ASSIGNMENT: The required output is the complete data, repeated without alteration.

INFORMATION:

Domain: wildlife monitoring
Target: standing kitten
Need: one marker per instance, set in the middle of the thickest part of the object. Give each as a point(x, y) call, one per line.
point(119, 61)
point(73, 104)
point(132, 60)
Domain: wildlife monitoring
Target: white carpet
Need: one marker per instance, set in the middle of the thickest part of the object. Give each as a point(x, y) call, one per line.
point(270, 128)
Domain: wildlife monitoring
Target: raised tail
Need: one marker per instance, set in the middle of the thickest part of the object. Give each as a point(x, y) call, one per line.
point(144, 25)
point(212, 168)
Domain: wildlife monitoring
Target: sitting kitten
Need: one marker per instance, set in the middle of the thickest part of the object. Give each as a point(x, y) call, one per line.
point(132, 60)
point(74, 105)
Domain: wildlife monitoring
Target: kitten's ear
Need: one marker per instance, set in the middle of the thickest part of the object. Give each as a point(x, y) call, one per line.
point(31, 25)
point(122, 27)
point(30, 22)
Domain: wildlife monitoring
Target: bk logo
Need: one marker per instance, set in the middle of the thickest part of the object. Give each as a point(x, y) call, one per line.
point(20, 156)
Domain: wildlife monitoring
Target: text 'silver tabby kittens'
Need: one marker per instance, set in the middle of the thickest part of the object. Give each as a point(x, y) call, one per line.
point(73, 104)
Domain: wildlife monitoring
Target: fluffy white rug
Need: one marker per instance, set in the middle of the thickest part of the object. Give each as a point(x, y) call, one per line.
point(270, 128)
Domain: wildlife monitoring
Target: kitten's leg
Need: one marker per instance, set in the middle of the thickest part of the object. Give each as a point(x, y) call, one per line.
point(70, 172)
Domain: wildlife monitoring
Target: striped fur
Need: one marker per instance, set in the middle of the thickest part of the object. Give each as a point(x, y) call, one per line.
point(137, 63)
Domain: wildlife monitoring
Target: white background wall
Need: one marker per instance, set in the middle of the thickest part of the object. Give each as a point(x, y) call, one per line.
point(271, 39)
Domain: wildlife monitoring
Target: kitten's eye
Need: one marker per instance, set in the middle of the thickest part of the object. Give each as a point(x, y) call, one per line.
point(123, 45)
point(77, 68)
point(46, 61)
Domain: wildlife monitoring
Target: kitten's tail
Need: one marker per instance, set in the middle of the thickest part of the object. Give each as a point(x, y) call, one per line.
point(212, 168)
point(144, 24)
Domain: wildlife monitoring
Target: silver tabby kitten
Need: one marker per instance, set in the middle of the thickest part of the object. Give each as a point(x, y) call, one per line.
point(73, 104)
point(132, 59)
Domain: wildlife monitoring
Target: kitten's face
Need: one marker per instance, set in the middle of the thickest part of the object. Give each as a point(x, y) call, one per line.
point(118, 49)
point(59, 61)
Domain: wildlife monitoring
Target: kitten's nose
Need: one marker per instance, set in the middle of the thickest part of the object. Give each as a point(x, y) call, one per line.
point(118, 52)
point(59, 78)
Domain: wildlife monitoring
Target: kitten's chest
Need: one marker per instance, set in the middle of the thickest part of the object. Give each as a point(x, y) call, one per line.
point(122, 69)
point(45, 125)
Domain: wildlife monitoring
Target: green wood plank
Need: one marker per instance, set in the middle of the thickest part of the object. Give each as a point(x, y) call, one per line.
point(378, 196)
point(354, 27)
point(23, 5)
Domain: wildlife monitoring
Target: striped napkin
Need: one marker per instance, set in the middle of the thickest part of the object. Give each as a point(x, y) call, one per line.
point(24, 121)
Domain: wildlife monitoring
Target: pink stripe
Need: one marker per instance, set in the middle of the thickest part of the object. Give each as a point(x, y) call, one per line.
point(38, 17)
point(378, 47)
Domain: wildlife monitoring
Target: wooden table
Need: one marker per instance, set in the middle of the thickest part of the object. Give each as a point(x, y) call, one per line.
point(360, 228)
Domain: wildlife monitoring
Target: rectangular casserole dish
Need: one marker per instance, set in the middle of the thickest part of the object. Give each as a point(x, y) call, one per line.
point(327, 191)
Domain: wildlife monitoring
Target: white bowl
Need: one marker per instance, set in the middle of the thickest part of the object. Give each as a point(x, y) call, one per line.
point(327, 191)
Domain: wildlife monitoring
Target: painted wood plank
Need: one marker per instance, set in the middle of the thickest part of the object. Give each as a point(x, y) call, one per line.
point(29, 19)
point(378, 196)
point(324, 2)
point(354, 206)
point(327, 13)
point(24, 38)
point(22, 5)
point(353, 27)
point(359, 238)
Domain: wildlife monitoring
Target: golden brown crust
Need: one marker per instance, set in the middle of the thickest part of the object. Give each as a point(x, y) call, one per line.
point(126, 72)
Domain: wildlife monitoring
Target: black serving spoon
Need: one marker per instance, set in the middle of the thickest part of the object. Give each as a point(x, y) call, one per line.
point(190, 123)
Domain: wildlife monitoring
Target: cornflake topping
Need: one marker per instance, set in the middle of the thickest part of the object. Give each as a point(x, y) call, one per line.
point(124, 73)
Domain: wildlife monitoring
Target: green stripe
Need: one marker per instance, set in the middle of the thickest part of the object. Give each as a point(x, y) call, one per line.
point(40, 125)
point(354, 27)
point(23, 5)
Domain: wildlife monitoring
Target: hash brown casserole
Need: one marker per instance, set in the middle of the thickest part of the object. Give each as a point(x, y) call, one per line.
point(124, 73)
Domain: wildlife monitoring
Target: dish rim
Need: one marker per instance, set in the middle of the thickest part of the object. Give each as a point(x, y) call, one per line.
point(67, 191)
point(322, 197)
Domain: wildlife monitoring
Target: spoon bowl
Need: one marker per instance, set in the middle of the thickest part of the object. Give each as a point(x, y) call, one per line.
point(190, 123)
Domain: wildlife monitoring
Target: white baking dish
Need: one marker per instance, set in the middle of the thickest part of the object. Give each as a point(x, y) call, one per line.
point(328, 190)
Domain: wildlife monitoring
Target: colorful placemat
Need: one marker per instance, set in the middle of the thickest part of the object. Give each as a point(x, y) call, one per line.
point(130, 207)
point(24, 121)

ANSWER SPACE:
Domain: wildlife monitoring
Target: standing kitten
Need: one marker per instance, set in the middle of the thickest part of the object. Give each as a point(x, y) call, one per line.
point(119, 61)
point(73, 104)
point(132, 60)
Domain: wildlife monitoring
Target: white carpet
Need: one marker per instance, set in the middle of the thickest part of the object. Give each as a point(x, y) call, one per line.
point(270, 128)
Domain: wildlife monitoring
Target: raised tail
Need: one marker per instance, set in the middle of the thickest part of the object. Give each as a point(x, y) call, one per line.
point(144, 25)
point(212, 168)
Domain: wildlife monitoring
Target: sitting kitten
Need: one marker per instance, set in the middle of the thickest part of the object. Give each as a point(x, y) call, one per line.
point(132, 60)
point(74, 105)
Domain: wildlife monitoring
Target: kitten's ear
Need: one marker per instance, set in the middle of the thickest part of the object. Give each as a point(x, y) call, one per line.
point(31, 25)
point(122, 27)
point(30, 22)
Domain: wildlife monitoring
Target: bk logo
Need: one marker per instance, set in the middle of the thickest part of the object. Give each as a point(x, y) call, one per line.
point(20, 156)
Domain: wildlife monitoring
Target: text 'silver tabby kittens'
Need: one marker per instance, set in the middle of the thickest part of the object. Give each as a point(x, y) call, one per line.
point(73, 104)
Domain: wildlife monitoring
Target: fluffy white rug
Need: one marker per instance, set in the middle of the thickest part of the object. Give each as a point(x, y) call, one per line.
point(270, 128)
Domain: wildlife monitoring
Target: kitten's leg
Need: one marker per instance, set in the middle of the thickest part of the object. Give each as a point(x, y) call, one per line.
point(70, 172)
Domain: wildlife monitoring
Target: striped fur
Need: one marker per instance, set in the middle of the thickest part of the object. Give each as a point(x, y) call, one per line.
point(137, 63)
Domain: wildlife monitoring
Target: white background wall
Need: one marker per instance, set in the middle of the thickest part of the object. Give each as a point(x, y) call, one per line.
point(271, 39)
Domain: wildlife monitoring
Target: kitten's eye
Need: one marker per instance, set in the middle of the thickest part of the object. Give each as a point(x, y) call, one per line.
point(123, 45)
point(77, 68)
point(46, 61)
Domain: wildlife monitoring
Target: kitten's tail
Need: one marker per instance, set in the middle of the thickest part of the object. Give each as a point(x, y) call, one per line.
point(212, 168)
point(144, 24)
Domain: wildlife monitoring
Target: silver tabby kitten
Need: one marker per instance, set in the middle of the thickest part of the object. Give each as a point(x, y) call, one per line.
point(73, 104)
point(132, 59)
Domain: wildlife monitoring
Target: kitten's face
Need: one marker per instance, set in the middle of the thickest part of the object. Give each as a point(x, y) call, one per line.
point(118, 49)
point(59, 61)
Domain: wildlife monitoring
Target: kitten's nose
Need: one marker per instance, set in the middle of the thickest part of the object. Give each as a point(x, y) call, one per line.
point(118, 52)
point(59, 78)
Domain: wildlife monitoring
Target: kitten's chest
Need: one marker per instance, set in the middle of the thickest part of the object. Give each as a point(x, y) call, one per line.
point(122, 69)
point(45, 125)
Domain: wildlife monitoring
Target: green wood plank
Need: one marker per instance, set in the middle of the thickest part of the object. Give each as a point(x, y) call, one per line.
point(378, 196)
point(354, 27)
point(23, 5)
Domain: wildlife monitoring
Target: striped napkin
Need: one marker per instance, set in the middle of the thickest part of the object. Give each as a point(x, y) call, one per line.
point(24, 121)
Domain: wildlife monitoring
Target: pink stripe
Need: one marker per instance, set in the middle of the thickest part of the object. Give each as a point(x, y) call, one per line.
point(38, 17)
point(378, 47)
Domain: wildlife monitoring
Target: wooden table
Need: one marker per instance, set in the middle of the thickest part of the object. Give each as a point(x, y) call, one per line.
point(360, 228)
Domain: wildlife monitoring
Target: rectangular casserole dish
Need: one marker per instance, set in the middle of the thickest part of the object. Give each as a point(x, y) call, one per line.
point(327, 191)
Domain: wildlife monitoring
Target: white bowl
Need: one marker per instance, set in the middle of the thickest part of the object. Give each as a point(x, y) call, one per line.
point(327, 191)
Domain: wildlife monitoring
Target: painted wood plank
Need: one marker per instance, set in the middle of the thickest part of the object. Give each as a point(x, y) call, one per line.
point(29, 19)
point(378, 196)
point(324, 2)
point(354, 206)
point(327, 13)
point(24, 38)
point(22, 5)
point(353, 27)
point(359, 238)
Domain: wildlife monitoring
Target: golden brown crust
Need: one marker per instance, set in the middle of the thickest part of the object. Give each as a point(x, y) call, one per line.
point(126, 72)
Domain: wildlife monitoring
Target: black serving spoon
Need: one marker per instance, set in the middle of the thickest part of the object. Give each as a point(x, y) call, one per line.
point(190, 123)
Domain: wildlife monitoring
Target: cornflake topping
Need: one marker per instance, set in the middle of the thickest part of the object. Give each as a point(x, y) call, one per line.
point(124, 73)
Domain: wildlife monitoring
Target: green stripe
Need: one marker per instance, set in the middle of the thickest part of the object. Give each as a point(x, y) call, one per line.
point(40, 125)
point(354, 27)
point(23, 5)
Domain: wildlife monitoring
Target: hash brown casserole
Need: one marker per instance, set in the middle of the thickest part of the object. Give each as a point(x, y) call, one per line.
point(124, 73)
Domain: wildlife monitoring
Target: dish rim
Need: one marker per instance, set in the middle of the thickest part of the object. Give each as a point(x, y) call, one per line.
point(67, 191)
point(322, 197)
Domain: wildlife monitoring
Target: spoon bowl
Need: one marker per instance, set in the middle of the thickest part of the object. Give each as a point(x, y) call, one per line.
point(190, 123)
Domain: wildlife monitoring
Target: white baking dish
Need: one marker per instance, set in the middle of the thickest part of the object. Give each as a point(x, y) call, one per line.
point(328, 190)
Domain: wildlife monitoring
Target: colorful placemat
Need: one marker per instance, set in the middle of the thickest part of the object. Give each as a point(x, y) call, one per line.
point(130, 207)
point(24, 121)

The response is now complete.